REQUIRED TASK » Rewrite the records below, replacing each "boxes" with "matches" and changing nothing else.

PROVIDED RECORDS »
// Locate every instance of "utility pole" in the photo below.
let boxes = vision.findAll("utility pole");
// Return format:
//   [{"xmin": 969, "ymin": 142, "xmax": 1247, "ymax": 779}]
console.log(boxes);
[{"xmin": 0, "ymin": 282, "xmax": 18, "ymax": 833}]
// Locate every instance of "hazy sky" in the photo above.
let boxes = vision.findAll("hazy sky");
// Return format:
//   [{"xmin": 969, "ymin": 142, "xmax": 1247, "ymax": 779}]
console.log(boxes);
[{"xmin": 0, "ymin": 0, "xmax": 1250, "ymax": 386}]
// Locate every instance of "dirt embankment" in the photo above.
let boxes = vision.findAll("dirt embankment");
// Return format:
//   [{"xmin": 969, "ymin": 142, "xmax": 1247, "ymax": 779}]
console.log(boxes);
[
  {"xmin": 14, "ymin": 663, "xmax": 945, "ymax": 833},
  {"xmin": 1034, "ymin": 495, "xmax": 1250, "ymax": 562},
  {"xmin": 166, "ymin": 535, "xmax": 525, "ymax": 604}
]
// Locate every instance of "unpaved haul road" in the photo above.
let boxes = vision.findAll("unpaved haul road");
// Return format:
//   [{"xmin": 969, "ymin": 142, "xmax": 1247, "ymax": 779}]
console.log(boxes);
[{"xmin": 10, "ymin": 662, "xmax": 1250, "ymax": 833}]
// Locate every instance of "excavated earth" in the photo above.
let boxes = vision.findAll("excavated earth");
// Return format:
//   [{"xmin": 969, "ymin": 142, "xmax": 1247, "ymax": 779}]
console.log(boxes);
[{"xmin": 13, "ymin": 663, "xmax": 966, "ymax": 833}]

FULL SOLUTION »
// Locate every instance of "utility pole" in the photo below.
let matches = vision.findAll("utility pole");
// Return format:
//   [{"xmin": 969, "ymin": 142, "xmax": 1247, "ymax": 779}]
console.log(matches);
[{"xmin": 0, "ymin": 282, "xmax": 18, "ymax": 833}]
// Locate every instance of "hazy sky" in the photo above.
let matches = vision.findAll("hazy sky");
// Return format:
//   [{"xmin": 969, "ymin": 142, "xmax": 1247, "ymax": 779}]
console.log(matches);
[{"xmin": 0, "ymin": 0, "xmax": 1250, "ymax": 386}]
// Locate every instance of "dirt embankment" in the photo above.
let matches = vision.findAll("dirt embankment");
// Return format:
//   [{"xmin": 969, "ymin": 142, "xmax": 1247, "ymax": 779}]
console.log(matches);
[
  {"xmin": 14, "ymin": 663, "xmax": 945, "ymax": 833},
  {"xmin": 1034, "ymin": 495, "xmax": 1250, "ymax": 562},
  {"xmin": 166, "ymin": 535, "xmax": 525, "ymax": 604}
]
// Locate every instance of "unpaved haul road" in the photo above.
let matches = vision.findAll("unpaved haul road");
// Return format:
//   [{"xmin": 969, "ymin": 142, "xmax": 1247, "ymax": 779}]
console.log(matches);
[{"xmin": 10, "ymin": 662, "xmax": 1250, "ymax": 833}]
// Locate every instance of "excavated earth" in the photo above.
let matches = vision.findAll("excavated earth");
// Return format:
//   [{"xmin": 969, "ymin": 142, "xmax": 1247, "ymax": 779}]
console.log(matches);
[{"xmin": 13, "ymin": 663, "xmax": 966, "ymax": 833}]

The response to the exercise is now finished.